(Region annotation items)
____________
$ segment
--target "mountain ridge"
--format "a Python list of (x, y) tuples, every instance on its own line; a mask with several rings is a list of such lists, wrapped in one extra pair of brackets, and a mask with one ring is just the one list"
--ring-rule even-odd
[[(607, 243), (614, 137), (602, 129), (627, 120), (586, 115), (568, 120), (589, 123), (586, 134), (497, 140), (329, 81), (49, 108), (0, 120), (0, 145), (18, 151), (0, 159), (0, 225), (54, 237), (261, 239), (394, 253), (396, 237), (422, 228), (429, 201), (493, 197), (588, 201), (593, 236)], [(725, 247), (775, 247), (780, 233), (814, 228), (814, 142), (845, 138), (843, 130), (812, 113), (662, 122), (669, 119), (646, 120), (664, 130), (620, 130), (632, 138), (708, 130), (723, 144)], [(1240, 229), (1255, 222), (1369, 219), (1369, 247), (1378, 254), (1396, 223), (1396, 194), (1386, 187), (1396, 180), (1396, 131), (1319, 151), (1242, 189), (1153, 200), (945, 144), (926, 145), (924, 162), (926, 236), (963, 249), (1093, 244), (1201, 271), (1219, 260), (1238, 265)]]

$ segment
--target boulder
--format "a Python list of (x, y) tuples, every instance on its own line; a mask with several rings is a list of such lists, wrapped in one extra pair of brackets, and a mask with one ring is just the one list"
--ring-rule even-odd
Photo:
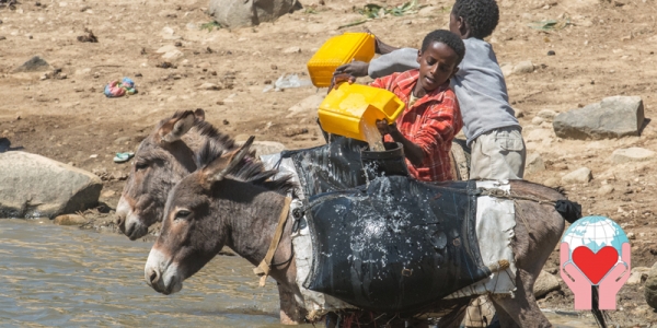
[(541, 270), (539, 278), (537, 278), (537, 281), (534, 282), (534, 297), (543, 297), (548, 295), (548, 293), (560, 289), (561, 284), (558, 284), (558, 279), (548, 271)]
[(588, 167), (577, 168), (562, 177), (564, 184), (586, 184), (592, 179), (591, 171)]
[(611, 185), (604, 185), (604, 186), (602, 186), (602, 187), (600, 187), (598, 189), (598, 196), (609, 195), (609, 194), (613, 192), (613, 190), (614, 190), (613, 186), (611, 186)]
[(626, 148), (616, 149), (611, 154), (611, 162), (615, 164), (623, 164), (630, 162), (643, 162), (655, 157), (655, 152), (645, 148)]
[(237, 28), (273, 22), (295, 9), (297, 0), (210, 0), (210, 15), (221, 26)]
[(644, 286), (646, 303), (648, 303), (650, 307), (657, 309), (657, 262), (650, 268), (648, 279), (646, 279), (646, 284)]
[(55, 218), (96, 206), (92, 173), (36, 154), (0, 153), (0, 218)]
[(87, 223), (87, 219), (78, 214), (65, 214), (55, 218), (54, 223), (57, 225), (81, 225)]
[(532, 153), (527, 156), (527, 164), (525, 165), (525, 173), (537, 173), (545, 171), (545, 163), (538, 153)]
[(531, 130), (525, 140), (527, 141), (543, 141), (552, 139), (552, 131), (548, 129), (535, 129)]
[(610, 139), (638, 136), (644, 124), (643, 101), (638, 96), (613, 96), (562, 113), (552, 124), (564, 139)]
____________
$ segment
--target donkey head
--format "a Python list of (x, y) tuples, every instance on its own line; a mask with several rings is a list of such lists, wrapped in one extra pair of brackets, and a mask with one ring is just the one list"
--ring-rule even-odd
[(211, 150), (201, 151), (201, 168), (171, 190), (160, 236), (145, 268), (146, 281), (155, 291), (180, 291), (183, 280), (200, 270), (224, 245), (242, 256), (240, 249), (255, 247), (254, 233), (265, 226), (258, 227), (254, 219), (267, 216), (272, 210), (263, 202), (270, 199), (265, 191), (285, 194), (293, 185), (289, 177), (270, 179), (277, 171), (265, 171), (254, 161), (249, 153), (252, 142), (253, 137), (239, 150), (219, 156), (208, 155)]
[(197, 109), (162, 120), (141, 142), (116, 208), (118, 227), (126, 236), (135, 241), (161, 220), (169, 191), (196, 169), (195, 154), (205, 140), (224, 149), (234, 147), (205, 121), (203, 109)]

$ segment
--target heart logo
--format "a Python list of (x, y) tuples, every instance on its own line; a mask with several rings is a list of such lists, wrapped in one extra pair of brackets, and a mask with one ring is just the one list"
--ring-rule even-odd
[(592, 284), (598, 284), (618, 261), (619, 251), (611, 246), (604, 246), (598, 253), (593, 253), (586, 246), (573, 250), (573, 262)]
____________
:: GIVEN PROBLEM ::
Copy out every line of the material above that contains the string "target".

:: EXERCISE RESPONSE ::
--target "mountain ridge"
--target boulder
--target donkey head
--target heart logo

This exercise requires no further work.